- [Aufgabenstellung]
Ermitteln Sie in den folgenden Einträgen jede Zeile, die das Wort „dome“ enthält, und geben Sie diese Zeilen unverändert wieder.

- [Datensätze]

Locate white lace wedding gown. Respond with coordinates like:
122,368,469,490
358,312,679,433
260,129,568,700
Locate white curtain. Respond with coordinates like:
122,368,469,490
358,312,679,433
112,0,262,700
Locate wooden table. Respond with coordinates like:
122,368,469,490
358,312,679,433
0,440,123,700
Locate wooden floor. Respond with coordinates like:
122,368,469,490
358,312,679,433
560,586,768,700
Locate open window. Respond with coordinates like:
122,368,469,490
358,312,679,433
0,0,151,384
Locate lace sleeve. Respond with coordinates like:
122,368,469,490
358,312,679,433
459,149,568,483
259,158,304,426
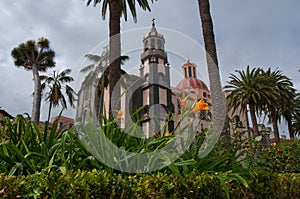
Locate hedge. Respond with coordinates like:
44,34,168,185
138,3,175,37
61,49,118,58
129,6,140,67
0,170,300,198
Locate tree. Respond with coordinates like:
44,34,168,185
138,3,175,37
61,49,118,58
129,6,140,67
80,47,129,117
40,69,76,121
87,0,153,114
292,93,300,136
11,38,55,123
224,66,275,137
262,68,296,143
198,0,226,138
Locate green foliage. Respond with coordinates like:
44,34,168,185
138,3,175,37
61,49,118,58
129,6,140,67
0,115,101,175
0,170,300,198
257,140,300,173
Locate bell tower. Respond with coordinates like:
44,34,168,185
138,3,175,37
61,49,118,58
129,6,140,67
140,19,174,137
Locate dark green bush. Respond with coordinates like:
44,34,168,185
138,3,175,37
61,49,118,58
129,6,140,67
0,170,300,198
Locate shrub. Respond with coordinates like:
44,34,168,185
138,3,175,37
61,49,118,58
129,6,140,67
0,170,300,198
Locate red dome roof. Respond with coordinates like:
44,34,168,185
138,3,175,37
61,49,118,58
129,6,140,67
177,77,209,91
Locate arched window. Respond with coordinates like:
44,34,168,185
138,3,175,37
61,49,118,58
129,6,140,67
157,40,162,50
158,72,165,82
151,39,155,49
188,66,192,77
184,68,187,78
144,73,149,82
144,40,149,51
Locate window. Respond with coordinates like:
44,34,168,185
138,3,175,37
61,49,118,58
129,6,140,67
189,66,192,77
157,40,162,50
158,73,165,82
151,39,155,49
144,40,149,51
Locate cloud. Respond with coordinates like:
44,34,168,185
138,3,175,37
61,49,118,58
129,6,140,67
0,0,300,122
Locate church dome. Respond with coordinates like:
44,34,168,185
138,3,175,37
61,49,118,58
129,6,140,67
177,77,209,91
176,60,210,99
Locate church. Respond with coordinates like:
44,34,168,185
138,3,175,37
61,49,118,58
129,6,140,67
76,21,221,137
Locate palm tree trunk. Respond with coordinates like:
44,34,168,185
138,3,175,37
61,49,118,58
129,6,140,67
270,106,279,144
31,64,42,124
287,119,295,139
249,103,258,138
47,101,52,122
198,0,226,138
109,0,121,116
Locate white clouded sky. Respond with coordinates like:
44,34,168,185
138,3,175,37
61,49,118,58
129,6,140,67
0,0,300,130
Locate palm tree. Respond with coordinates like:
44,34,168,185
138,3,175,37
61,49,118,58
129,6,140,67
80,47,129,117
224,66,274,137
40,69,76,121
87,0,153,114
198,0,226,145
11,38,55,123
279,92,297,139
292,93,300,136
262,68,296,143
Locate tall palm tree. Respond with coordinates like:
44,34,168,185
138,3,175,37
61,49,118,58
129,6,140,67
224,66,275,137
40,69,76,121
262,68,296,143
80,47,129,117
87,0,153,114
198,0,226,146
11,38,55,123
292,93,300,136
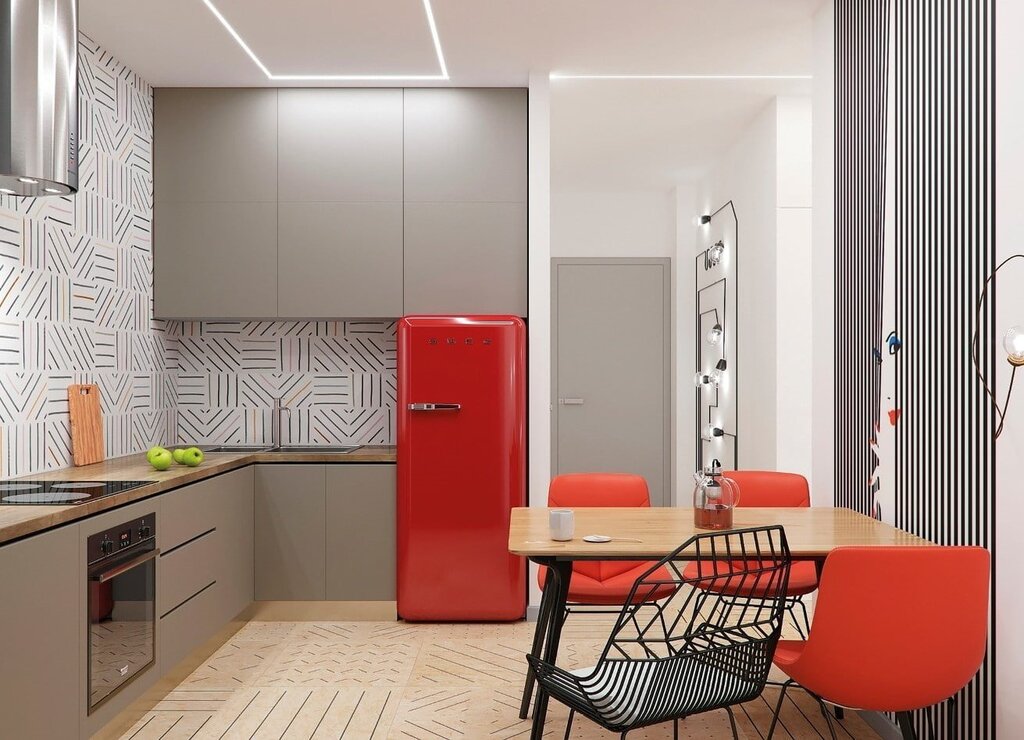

- [Ergebnis]
Locate red dome roof. Respond with coordinates like:
Locate church dome. Respond with coordinates like:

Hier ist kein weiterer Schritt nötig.